● WHAT THIS TASK INVOLVES: Each entry has to be copied exactly, with nothing missed.

╭──

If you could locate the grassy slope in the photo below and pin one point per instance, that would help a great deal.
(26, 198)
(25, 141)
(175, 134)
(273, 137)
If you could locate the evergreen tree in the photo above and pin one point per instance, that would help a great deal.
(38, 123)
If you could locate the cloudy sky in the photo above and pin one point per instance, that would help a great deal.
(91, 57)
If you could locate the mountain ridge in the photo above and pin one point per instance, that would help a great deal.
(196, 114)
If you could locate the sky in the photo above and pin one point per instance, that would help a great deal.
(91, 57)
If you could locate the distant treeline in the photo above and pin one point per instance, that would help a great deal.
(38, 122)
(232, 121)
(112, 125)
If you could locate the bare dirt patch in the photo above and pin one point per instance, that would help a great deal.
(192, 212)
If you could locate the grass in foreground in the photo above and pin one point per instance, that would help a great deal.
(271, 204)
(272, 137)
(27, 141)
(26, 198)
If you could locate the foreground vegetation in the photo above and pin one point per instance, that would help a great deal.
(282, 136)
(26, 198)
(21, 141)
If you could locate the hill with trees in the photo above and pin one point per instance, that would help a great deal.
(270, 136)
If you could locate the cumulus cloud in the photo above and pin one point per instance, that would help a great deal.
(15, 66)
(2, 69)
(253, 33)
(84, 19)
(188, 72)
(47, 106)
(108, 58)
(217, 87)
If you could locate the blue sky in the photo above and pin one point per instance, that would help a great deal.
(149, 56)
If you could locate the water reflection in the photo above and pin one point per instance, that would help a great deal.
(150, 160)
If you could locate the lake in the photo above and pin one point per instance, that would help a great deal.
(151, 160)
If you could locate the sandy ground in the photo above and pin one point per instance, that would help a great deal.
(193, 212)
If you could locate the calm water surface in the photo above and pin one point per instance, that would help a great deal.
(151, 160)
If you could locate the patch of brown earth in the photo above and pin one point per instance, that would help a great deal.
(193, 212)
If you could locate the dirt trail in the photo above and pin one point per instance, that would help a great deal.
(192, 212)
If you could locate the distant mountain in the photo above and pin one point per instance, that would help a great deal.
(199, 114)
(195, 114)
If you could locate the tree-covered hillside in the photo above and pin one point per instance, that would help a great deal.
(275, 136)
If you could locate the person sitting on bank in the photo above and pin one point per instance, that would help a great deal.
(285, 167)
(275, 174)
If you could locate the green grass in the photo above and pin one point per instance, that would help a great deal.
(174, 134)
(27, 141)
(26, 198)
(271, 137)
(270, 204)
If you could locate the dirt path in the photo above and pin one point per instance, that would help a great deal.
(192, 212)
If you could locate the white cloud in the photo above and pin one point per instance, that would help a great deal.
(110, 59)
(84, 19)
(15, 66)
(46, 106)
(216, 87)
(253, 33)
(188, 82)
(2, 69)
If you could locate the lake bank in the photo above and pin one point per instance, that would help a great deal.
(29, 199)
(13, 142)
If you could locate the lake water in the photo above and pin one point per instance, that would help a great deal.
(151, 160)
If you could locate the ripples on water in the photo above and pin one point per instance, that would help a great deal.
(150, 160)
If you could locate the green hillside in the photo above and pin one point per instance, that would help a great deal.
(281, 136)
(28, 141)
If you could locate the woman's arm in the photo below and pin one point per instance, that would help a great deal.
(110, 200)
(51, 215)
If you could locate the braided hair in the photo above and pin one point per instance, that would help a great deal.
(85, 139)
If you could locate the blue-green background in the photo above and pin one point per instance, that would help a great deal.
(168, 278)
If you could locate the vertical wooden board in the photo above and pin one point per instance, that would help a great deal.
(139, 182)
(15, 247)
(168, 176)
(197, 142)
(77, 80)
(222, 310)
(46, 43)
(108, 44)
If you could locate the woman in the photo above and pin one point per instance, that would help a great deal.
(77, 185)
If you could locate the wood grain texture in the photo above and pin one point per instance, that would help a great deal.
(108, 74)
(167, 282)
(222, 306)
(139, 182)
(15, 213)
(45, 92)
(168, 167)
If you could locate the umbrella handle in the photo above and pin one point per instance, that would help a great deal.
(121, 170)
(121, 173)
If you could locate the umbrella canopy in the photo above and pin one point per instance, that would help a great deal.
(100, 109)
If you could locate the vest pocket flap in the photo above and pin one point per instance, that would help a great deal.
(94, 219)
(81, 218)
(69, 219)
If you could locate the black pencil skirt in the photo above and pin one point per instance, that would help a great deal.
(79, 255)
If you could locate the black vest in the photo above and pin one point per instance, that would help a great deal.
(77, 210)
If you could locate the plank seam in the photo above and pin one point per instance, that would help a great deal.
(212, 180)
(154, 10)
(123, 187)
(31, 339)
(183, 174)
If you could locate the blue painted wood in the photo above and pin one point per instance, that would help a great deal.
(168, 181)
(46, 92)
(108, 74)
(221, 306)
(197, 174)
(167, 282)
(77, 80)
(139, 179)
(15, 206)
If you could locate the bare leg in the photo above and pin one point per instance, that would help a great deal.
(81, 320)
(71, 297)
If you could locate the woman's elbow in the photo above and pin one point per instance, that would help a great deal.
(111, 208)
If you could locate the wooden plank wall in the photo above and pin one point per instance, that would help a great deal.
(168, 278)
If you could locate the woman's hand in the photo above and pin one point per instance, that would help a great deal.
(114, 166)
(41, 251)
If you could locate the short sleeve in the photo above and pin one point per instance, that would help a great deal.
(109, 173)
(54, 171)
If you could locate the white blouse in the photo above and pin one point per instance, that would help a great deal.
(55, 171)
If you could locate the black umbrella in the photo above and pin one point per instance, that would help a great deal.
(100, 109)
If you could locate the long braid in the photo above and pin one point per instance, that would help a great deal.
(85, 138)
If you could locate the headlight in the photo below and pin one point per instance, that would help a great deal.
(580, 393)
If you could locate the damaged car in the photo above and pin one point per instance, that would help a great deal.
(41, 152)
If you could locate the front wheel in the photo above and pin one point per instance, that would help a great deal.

╰──

● CORRECT RESULT:
If you could locate the grassy slope in the photo below and pin one point per instance, that would help a great deal.
(26, 198)
(25, 141)
(175, 134)
(273, 137)
If you could locate the evergreen tree in the photo above and pin one point per instance, that would help a great deal.
(38, 123)
If you could locate the cloudy sky in the photo above and pin one point per instance, that would help a great deal.
(91, 57)
If you could locate the mountain ridge in the photo above and pin one point per instance, that would help a great deal.
(196, 114)
If you could locate the sky in the photo above and pin one point per instance, that would help a great deal.
(91, 57)
If you could locate the distant treeline in the photo above and pin one point per instance, that would help a great deal.
(38, 122)
(232, 121)
(112, 125)
If you could locate the bare dirt patch in the photo above and pin one point per instance, that would help a great deal.
(192, 212)
If you could locate the grass in foreground in the photo above and pin one point per instance, that would help a great deal.
(271, 204)
(272, 137)
(27, 141)
(26, 198)
If you could locate the foreground vegetation in the photo above and pin one point per instance, that would help a great deal.
(282, 136)
(26, 198)
(21, 141)
If you could locate the hill with trees in the photo above and pin one point per instance, that would help a great deal.
(270, 136)
If you could locate the cumulus cloud in the photo above and pin one point per instance, that would help a great deal.
(15, 66)
(2, 69)
(253, 33)
(84, 19)
(188, 72)
(47, 106)
(108, 58)
(217, 87)
If you could locate the blue sky in the photo above and pin one point per instance, that would help a great deal.
(149, 56)
If you could locate the water reflection in the photo above and pin one point per instance, that would help a great deal.
(150, 160)
If you could locate the lake in the photo above and pin one point per instance, that would help a great deal.
(151, 160)
If you could locate the sandy ground in the photo above and pin one point per instance, that would help a great deal.
(193, 212)
If you could locate the calm water surface in the photo above and pin one point per instance, that would help a great deal.
(151, 160)
If you could locate the patch of brown earth in the photo above and pin one point per instance, that would help a great deal.
(193, 212)
If you could locate the dirt trail in the photo above and pin one point per instance, that would help a great deal.
(192, 212)
If you could locate the distant mountain in the photo above and pin one point per instance, that would help a great deal.
(199, 114)
(195, 114)
If you could locate the tree-covered hillside in the photo above and pin one point per instance, that would help a great deal.
(275, 136)
If you could locate the person sitting on bank in the photo above and pin one point per instance, that would help a great deal.
(285, 167)
(275, 174)
If you could locate the green grass in the photo above and pin one point per instance, that would help a great deal.
(174, 134)
(27, 141)
(26, 198)
(271, 137)
(270, 204)
If you could locate the dirt path in the photo above and pin one point per instance, that would help a great deal.
(192, 212)
If you could locate the white cloud in the photo above and pin one point per instance, that would help a great deal.
(110, 59)
(84, 19)
(15, 66)
(46, 106)
(216, 87)
(253, 33)
(188, 82)
(2, 69)
If you could locate the lake bank in the photo above and pin one point per instance, that would help a great deal.
(29, 199)
(13, 142)
If you could locate the lake water in the photo above and pin one point per instance, that would help a great deal.
(151, 160)
If you could locate the ripples on water in the photo above and pin one point per instance, that would help a great deal.
(150, 160)
If you could locate the green hillside in the photo above and pin one point per instance, that would help a great deal.
(281, 136)
(28, 141)
If you could locate the woman's arm in the photo below and pin one point per instance, that would help a great deal.
(110, 200)
(51, 215)
If you could locate the braided hair in the photo above and pin one point per instance, that would help a great deal.
(85, 139)
If you could locate the blue-green background in the photo above and pin one point per instance, that would help a great deal.
(168, 278)
If you could locate the vertical wooden board in the photo above and pin one point per instance, that would help a great deal.
(139, 182)
(15, 247)
(168, 176)
(197, 142)
(77, 80)
(222, 310)
(46, 43)
(108, 44)
If you could locate the woman in the photo above and pin one point per instance, that would help a great deal.
(77, 185)
If you could locate the wood grain texture in the photo above and pin one point per instance, that would help a great deal.
(108, 74)
(167, 282)
(222, 306)
(139, 182)
(15, 213)
(45, 92)
(168, 167)
If you could locate the umbrella handle in the photo above and pin one point per instance, that would help a great deal.
(121, 170)
(121, 173)
If you could locate the umbrella canopy in the photo above and pin one point per instance, that would help a great deal.
(100, 109)
If you could locate the vest pocket flap in the photo above and pin one point per instance, that would help a great deal.
(94, 219)
(81, 218)
(69, 219)
If you could locate the black pencil skirt in the photo above and pin one point per instance, that would help a great deal.
(79, 255)
If you could locate the black vest in the photo above and pin one point per instance, that would help a great deal.
(77, 210)
If you could locate the plank seam in the photo above and pin one point per instance, that would help a great deal.
(212, 180)
(154, 10)
(123, 187)
(31, 339)
(183, 174)
If you could locate the blue painted wood in the photo above and pin one point per instance, that would help a great deal.
(168, 181)
(46, 92)
(108, 74)
(221, 306)
(197, 174)
(167, 282)
(77, 80)
(139, 179)
(15, 206)
If you could locate the bare leg in the photo above and pin one point per instance, that would help a great deal.
(81, 320)
(71, 297)
If you could locate the woman's elbow in the photo above and pin one point per instance, that would help a great deal.
(111, 208)
If you could locate the wooden plank wall in the photo above and pin one point per instance, that would help a great deal.
(168, 278)
If you could locate the woman's hand in the photo above and pin one point per instance, that would help a great deal.
(114, 166)
(41, 251)
If you could locate the short sleeve in the photo above and pin one point per instance, that would help a great deal.
(109, 173)
(54, 171)
If you could locate the white blouse in the photo above and pin one point per instance, that would help a great deal.
(55, 171)
If you could locate the black umbrella in the photo above and pin one point per instance, that would help a great deal.
(100, 109)
If you could locate the long braid in the photo above and pin one point per instance, that would help a great deal.
(85, 138)
If you could locate the headlight in the photo below and pin one point per instance, that would help a great deal.
(580, 393)
If you could locate the damaged car in the photo above and pin one point per instance, that would help a great deal.
(41, 152)
If you could locate the front wheel in the photo above and pin one point per instance, that would help a great deal.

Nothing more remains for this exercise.